BEGIN Reading passage

The fuel gauge used to be the primary source of drivers’ range anxiety. As the needle crept closer to E, the operator started internal calculations: Can I make it to the nearest gas station? Am I close to my destination? How fast should I be driving to preserve gas?
The context often compounded those worries. Drivers might be stuck in rush hour traffic, navigating a snowstorm, covering mountainous terrain, or, simply, lost.
Now, drivers who have made the switch to electric vehicles (EVs) have discovered a new form of range anxiety: the fear of being stranded between charging stations as their batteries drain.
As legislation and consumer demand pressure automakers to increase their EV production, consumers, car companies, and battery test chamber manufacturers are addressing the range anxiety challenge head-on.
What Is Range Anxiety?
Although range anxiety existed before the EV boom, it has now taken on a new meaning. Being stranded in the city, out of gas, is one thing. Having an EV lose its charge while on a remote desert highway is entirely different.
But range anxiety isn’t only about how far an EV can travel between charges. It also relates to how quickly the lithium-ion batteries that power EVs are able to recharge at stations. When in a rush, drivers often have to calculate the tradeoffs between arriving at their destination on time and getting enough charge to alleviate range anxiety.
According to the 2019 Fuel Economy Guide published by the Department of Energy, an all-electric vehicle (AVE) is capable of traveling up to 370 miles per charge. This equates to roughly 320 miles fewer than a hybrid-electric vehicle (HEV).

END Reading passage
BEGIN Supplied entries

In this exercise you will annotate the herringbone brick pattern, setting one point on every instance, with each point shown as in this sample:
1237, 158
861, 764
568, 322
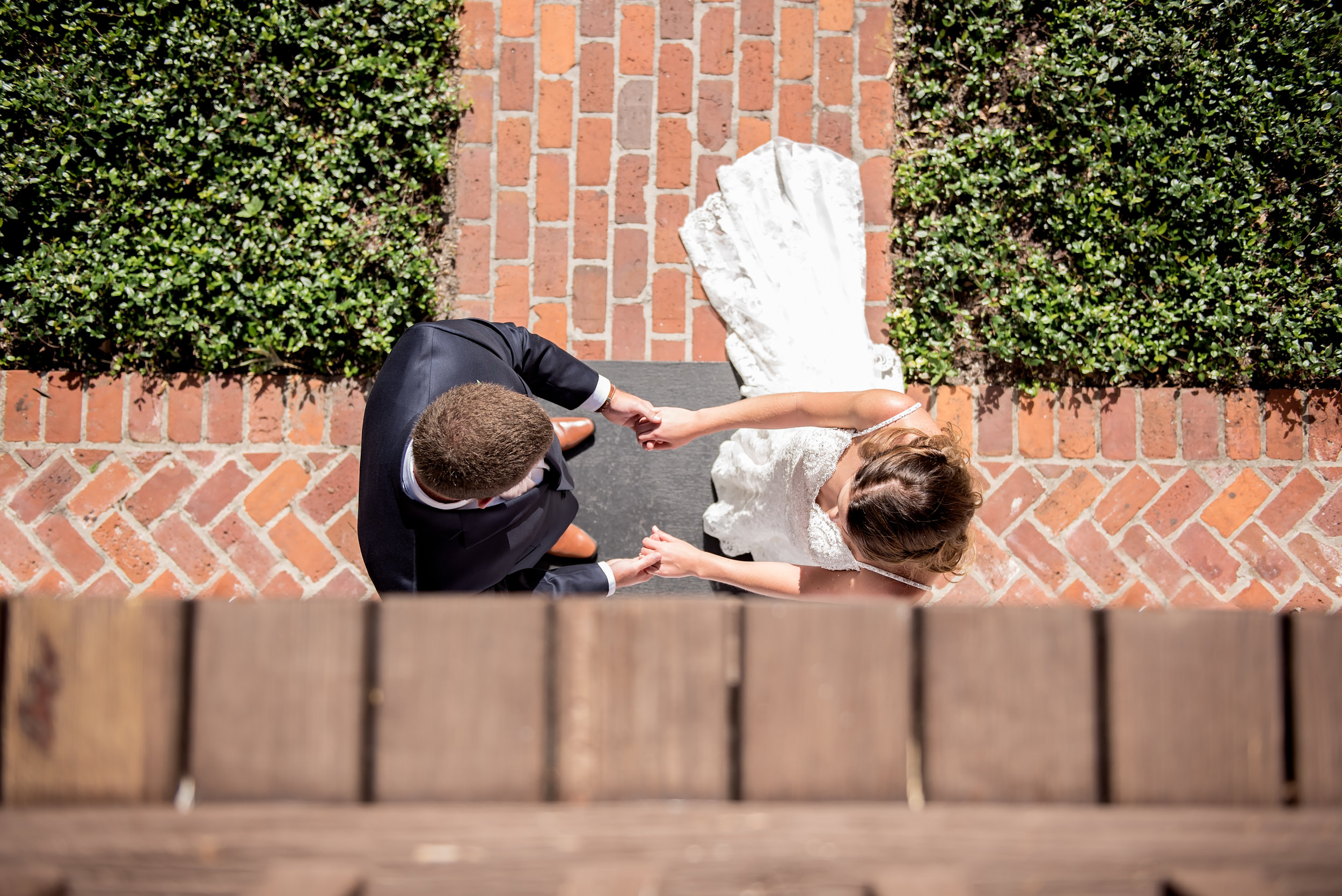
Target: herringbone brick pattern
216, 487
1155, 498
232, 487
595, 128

END Supplied entries
BEGIN Supplied entries

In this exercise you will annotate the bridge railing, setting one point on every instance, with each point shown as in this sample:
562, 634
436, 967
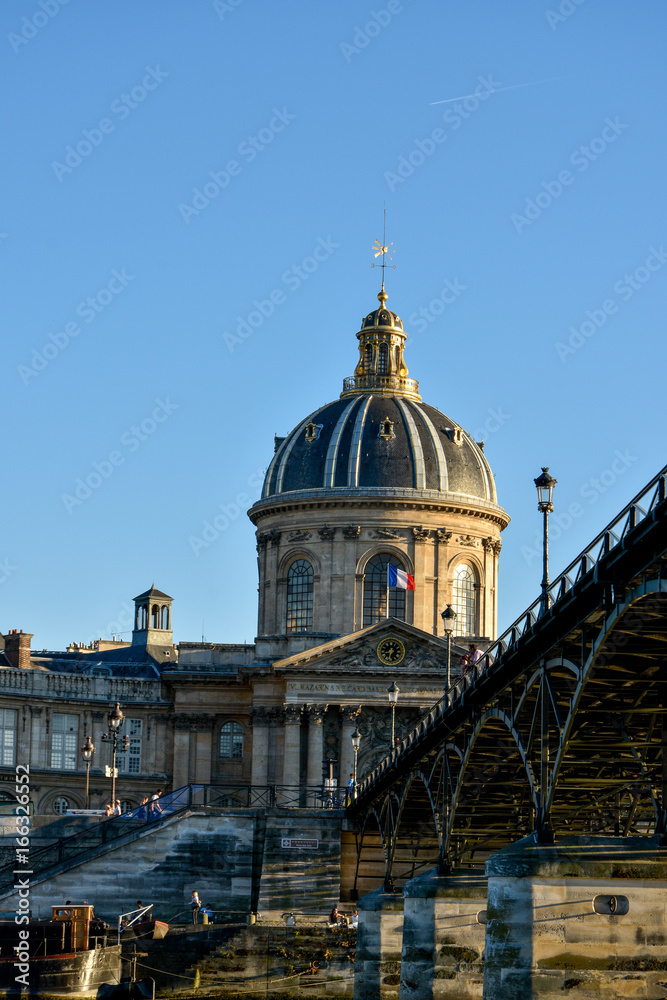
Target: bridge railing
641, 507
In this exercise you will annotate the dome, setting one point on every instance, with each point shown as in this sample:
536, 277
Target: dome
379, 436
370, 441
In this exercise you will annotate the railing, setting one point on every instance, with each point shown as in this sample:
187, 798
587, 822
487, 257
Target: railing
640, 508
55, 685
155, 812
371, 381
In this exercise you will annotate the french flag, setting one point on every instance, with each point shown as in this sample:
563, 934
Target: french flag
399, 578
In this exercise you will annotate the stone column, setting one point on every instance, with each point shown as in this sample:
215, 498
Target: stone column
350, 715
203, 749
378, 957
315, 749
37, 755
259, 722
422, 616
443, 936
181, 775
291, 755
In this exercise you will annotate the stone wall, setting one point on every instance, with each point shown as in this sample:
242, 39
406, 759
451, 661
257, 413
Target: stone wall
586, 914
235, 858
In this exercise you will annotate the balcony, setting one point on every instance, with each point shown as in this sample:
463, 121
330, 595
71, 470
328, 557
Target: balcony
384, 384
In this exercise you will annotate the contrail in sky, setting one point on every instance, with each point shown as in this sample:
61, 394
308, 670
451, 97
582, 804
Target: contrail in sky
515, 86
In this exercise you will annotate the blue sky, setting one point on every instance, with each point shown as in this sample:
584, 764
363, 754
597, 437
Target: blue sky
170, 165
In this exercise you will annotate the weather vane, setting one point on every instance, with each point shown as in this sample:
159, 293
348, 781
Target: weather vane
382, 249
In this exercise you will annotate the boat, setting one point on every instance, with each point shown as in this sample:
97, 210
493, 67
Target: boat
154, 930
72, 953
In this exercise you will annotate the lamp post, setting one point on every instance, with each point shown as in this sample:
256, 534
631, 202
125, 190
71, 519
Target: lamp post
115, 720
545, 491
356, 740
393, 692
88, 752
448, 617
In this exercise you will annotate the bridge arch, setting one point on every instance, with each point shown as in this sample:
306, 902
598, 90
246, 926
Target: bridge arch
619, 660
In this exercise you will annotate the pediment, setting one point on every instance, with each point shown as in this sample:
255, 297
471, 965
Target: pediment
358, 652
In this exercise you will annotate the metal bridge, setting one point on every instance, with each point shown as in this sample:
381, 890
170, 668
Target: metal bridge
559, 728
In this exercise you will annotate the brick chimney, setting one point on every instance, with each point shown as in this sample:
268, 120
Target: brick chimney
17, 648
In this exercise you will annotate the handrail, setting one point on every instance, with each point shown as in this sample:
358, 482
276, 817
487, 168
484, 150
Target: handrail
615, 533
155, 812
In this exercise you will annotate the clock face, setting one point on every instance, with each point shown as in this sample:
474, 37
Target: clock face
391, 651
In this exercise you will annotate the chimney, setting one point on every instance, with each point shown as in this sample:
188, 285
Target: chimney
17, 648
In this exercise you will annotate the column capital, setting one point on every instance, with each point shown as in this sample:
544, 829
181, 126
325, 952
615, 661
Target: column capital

END Supplied entries
BEGIN Supplied entries

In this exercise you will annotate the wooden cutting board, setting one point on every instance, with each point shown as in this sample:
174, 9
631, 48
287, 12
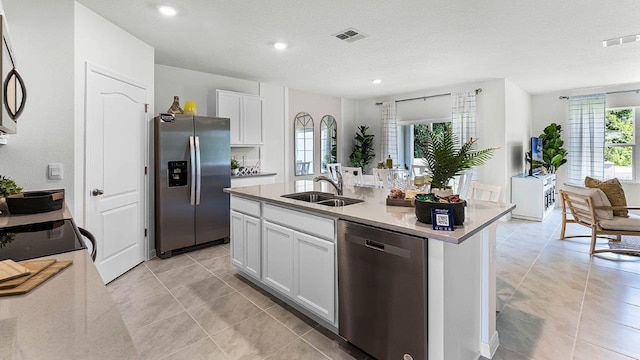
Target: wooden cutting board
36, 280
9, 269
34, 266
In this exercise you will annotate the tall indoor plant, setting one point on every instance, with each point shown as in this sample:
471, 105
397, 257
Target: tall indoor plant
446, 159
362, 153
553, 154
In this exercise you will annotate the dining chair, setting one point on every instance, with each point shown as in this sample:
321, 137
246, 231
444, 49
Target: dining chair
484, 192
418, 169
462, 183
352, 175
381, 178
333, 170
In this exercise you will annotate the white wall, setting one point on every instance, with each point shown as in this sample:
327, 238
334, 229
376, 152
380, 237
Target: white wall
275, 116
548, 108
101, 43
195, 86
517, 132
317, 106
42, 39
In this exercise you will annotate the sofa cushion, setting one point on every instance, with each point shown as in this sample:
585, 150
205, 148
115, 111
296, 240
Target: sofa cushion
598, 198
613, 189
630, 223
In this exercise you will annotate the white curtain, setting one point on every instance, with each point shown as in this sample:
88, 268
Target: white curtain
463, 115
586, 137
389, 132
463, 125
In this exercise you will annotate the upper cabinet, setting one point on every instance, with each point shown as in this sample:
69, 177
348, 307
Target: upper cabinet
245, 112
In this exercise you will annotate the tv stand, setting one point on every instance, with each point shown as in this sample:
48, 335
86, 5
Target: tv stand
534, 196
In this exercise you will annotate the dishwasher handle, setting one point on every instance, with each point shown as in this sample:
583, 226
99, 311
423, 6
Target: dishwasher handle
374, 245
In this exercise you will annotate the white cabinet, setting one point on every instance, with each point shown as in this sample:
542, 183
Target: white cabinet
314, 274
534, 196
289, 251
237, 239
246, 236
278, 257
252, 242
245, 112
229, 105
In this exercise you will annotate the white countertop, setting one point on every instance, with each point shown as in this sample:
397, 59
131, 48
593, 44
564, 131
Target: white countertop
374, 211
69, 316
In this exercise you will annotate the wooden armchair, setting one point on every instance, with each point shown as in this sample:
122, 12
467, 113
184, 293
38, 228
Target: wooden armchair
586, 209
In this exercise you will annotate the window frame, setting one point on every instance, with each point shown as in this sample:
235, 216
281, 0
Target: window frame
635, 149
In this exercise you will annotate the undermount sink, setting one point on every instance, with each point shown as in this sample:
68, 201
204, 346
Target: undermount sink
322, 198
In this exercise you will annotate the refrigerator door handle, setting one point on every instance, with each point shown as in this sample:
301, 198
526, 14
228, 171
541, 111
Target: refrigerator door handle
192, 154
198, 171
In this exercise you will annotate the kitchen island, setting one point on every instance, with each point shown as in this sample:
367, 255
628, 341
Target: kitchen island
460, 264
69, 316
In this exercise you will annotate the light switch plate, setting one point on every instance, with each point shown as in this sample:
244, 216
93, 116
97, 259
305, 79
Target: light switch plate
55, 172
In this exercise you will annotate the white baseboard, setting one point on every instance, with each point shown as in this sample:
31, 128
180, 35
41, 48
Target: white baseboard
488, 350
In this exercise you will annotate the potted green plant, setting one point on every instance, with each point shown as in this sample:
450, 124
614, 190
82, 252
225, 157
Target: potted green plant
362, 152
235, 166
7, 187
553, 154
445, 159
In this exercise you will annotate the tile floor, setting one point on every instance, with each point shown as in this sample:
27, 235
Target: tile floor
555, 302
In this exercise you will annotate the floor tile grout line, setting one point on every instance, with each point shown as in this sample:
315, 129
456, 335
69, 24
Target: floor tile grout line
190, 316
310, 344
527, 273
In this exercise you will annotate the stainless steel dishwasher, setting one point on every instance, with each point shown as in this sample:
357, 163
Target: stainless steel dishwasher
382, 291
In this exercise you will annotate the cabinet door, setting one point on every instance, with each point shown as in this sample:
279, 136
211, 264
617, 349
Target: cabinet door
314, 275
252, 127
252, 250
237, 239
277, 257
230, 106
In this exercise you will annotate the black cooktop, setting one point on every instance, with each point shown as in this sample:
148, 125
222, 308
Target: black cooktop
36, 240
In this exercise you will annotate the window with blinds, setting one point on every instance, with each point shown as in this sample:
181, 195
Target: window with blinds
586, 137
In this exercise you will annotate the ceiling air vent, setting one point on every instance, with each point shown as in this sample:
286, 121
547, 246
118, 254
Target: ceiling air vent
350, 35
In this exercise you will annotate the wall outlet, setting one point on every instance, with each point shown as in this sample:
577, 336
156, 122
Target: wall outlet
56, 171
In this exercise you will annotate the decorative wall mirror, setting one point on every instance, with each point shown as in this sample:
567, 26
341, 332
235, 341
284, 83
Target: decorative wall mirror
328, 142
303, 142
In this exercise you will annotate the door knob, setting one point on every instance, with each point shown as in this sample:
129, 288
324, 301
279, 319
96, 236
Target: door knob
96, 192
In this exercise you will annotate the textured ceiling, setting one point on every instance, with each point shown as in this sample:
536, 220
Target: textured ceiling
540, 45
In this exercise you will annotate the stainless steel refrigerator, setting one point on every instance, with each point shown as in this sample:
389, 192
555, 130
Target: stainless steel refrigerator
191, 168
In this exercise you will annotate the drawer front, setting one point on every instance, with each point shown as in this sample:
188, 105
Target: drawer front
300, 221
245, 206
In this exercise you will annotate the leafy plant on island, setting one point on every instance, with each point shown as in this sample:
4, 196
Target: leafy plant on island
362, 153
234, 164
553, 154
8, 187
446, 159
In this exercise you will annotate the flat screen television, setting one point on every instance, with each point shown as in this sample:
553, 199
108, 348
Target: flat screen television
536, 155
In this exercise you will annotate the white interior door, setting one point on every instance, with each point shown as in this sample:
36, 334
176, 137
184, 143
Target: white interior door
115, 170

END Supplied entries

_Task set:_
#1 Transcribe the stretch of the range anxiety passage from "Now, drivers who" through "their batteries drain.".
#2 List every abbreviation that the range anxiety passage introduces, each with the term it stands for.
Work only from the range anxiety passage, not from the listing.

_Solutions to the exercise:_
#1
Now, drivers who have made the switch to electric vehicles (EVs) have discovered a new form of range anxiety: the fear of being stranded between charging stations as their batteries drain.

#2
EVs: electric vehicles
AVE: all-electric vehicle
HEV: hybrid-electric vehicle